- _RECORDS SHOWN_

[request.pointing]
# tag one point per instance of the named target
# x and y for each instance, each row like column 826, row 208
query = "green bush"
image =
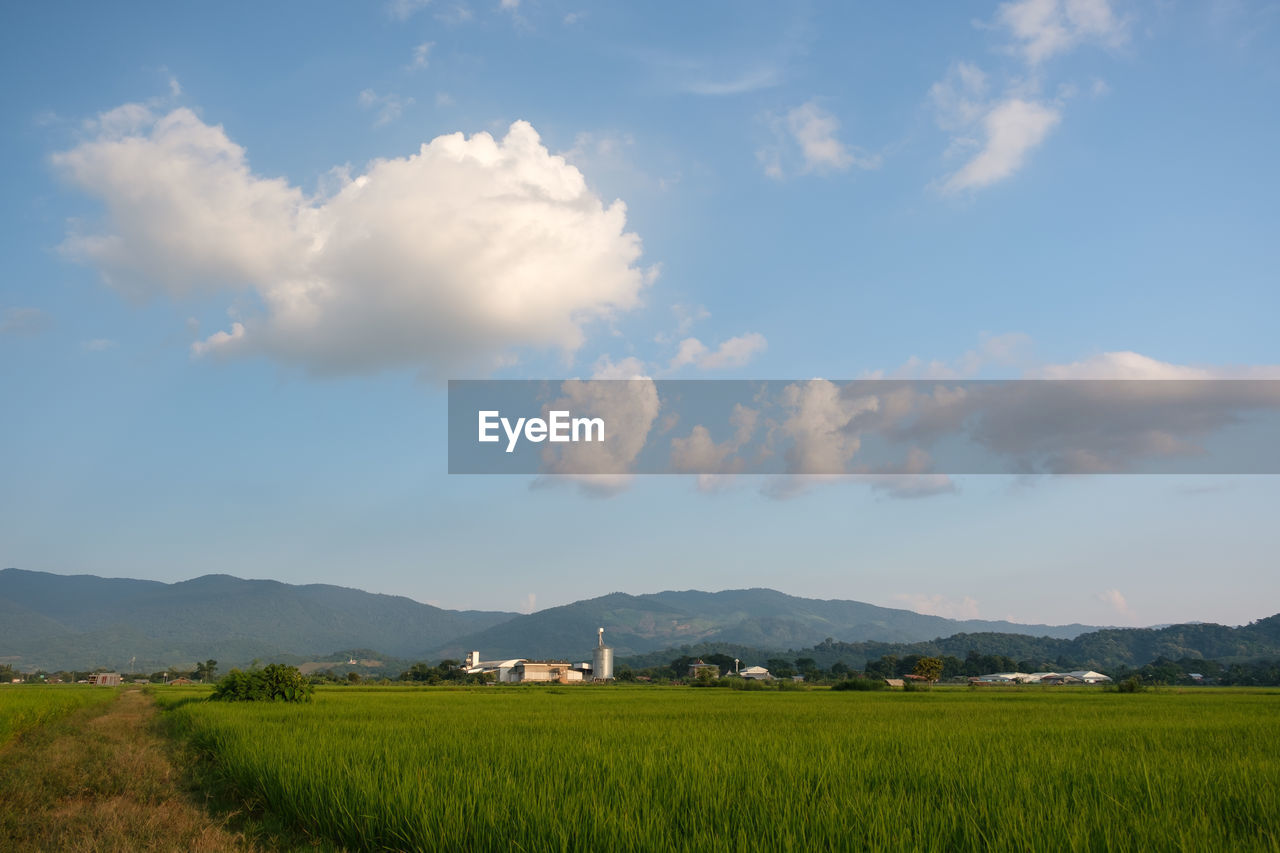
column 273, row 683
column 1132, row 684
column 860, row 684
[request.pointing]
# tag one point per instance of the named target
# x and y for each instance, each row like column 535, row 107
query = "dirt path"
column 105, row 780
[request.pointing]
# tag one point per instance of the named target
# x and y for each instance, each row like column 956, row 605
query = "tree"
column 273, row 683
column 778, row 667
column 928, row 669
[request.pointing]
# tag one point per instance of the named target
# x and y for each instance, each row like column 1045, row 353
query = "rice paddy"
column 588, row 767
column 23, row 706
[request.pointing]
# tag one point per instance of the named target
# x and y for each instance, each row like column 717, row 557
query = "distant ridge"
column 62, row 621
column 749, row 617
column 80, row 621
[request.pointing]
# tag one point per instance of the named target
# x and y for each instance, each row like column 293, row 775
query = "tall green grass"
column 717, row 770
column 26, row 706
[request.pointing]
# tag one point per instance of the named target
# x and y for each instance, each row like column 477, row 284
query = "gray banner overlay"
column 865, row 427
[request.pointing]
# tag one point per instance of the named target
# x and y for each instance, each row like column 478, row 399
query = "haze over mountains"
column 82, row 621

- _EXERCISE TASK_
Copy all of the items above line for line, with no changes, and leave the pictures out of your copy.

- _COMPLETE RESPONSE_
[request.pointing]
# tag one point per instance of the named target
# x and y for each instance, each row like column 826, row 208
query = "green bush"
image =
column 273, row 683
column 1132, row 684
column 860, row 684
[request.pointing]
# tag one point per instance of the named target
# x and y for each instance, each row like column 535, row 107
query = "dirt path"
column 105, row 780
[request.pointing]
# tag one point per instance of the named target
# x and y for each instance, each row like column 956, row 605
query = "tree"
column 273, row 683
column 778, row 667
column 928, row 669
[request.pointing]
# tag one point per instance of the named target
# x and y for each instance, each row like column 1045, row 353
query = "rice paddy"
column 588, row 767
column 23, row 706
[request.pointing]
# tag one point per instance of the named target
# x and y for each instance, each row like column 717, row 557
query = "distant ridge"
column 62, row 621
column 749, row 617
column 80, row 621
[request.pointing]
# tag one point per instance of the named target
# x and y for each instance, each row like column 293, row 775
query = "tall green grass"
column 717, row 770
column 26, row 706
[request.pointing]
# tag one point per instance of the named target
# x and y for each instance, each row like column 477, row 284
query = "gray banner overlay"
column 865, row 427
[request.pointing]
# tag one point per instance of the named target
# x and y for each instance, each row like column 478, row 399
query = "haze over mountains"
column 82, row 621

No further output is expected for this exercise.